Copy out, from the entries below, each line holding the string "hillside".

☆ ☆ ☆ ☆ ☆ ☆ ☆

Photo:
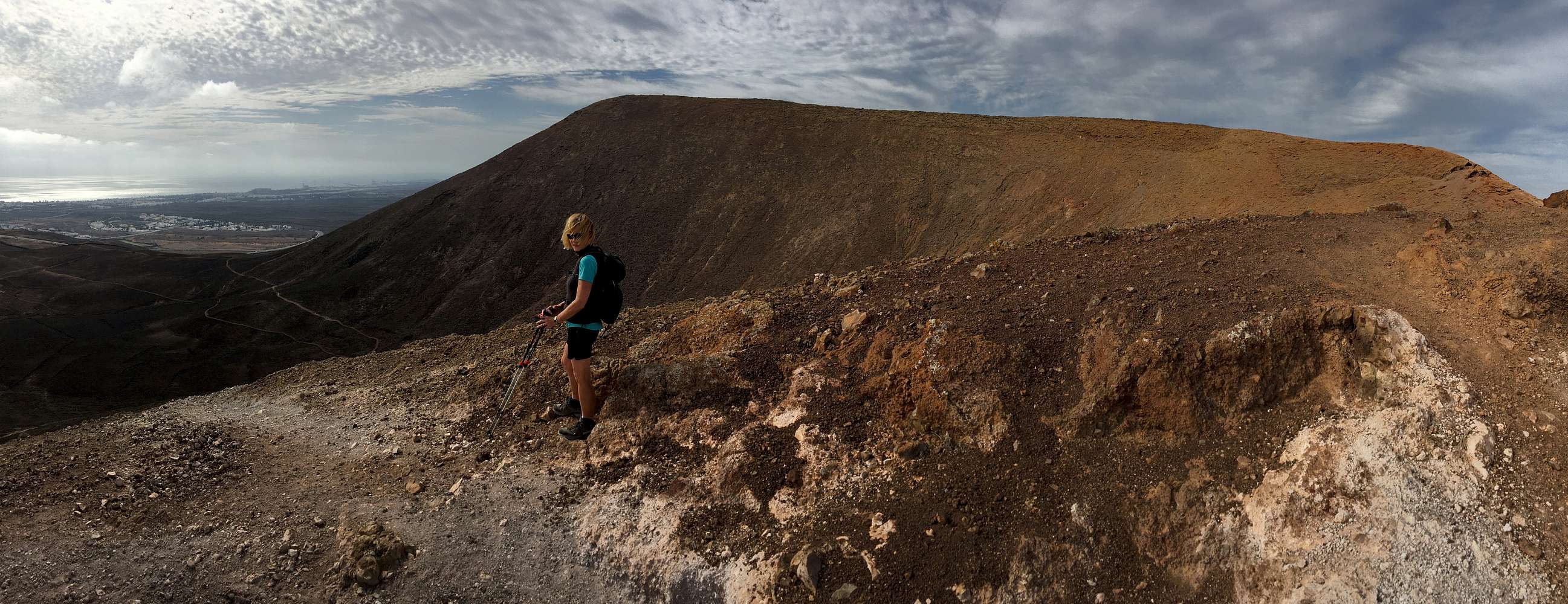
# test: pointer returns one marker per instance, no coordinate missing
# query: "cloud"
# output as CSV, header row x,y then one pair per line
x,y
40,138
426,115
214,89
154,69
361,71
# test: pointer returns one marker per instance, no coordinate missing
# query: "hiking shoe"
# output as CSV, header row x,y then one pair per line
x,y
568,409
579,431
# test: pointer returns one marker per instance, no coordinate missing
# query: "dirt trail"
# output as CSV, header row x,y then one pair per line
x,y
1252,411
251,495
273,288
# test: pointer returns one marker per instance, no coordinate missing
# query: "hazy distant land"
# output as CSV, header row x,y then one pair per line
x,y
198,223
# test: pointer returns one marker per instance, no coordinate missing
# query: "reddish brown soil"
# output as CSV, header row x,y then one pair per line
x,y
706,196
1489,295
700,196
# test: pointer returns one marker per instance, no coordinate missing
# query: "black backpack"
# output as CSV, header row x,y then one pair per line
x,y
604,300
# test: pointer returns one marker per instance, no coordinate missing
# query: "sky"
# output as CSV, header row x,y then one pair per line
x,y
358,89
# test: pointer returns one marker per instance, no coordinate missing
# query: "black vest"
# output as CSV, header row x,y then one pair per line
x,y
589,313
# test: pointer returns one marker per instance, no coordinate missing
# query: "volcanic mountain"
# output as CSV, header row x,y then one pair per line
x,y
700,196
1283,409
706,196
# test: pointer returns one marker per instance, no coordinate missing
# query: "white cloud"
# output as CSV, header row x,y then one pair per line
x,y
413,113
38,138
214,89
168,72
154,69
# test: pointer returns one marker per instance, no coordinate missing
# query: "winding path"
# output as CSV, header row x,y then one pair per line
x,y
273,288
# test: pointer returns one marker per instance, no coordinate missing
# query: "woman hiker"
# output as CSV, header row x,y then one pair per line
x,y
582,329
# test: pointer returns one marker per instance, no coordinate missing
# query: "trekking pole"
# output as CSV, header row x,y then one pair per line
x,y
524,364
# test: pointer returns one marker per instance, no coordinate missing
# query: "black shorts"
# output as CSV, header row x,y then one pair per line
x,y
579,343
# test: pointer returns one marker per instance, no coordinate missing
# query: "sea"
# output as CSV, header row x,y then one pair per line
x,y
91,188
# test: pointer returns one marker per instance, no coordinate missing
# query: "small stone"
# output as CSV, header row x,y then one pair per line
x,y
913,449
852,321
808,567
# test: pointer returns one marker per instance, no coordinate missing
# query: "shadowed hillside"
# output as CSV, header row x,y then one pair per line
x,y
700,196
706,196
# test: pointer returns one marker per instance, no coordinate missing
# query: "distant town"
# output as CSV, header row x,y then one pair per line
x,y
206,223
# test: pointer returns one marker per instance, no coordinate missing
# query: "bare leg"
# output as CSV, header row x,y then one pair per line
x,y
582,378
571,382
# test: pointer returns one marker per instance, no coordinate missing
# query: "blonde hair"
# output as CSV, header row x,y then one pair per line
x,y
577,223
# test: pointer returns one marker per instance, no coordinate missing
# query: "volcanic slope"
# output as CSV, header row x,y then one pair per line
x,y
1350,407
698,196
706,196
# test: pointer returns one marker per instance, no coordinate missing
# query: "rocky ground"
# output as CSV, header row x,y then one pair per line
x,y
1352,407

☆ ☆ ☆ ☆ ☆ ☆ ☆

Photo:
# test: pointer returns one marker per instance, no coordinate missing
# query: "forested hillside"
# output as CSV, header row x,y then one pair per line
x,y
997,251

☆ ☆ ☆ ☆ ☆ ☆ ☆

## ANSWER FOR THIS EXERCISE
# query: "shadowed hillside"
# query: "forested hillside"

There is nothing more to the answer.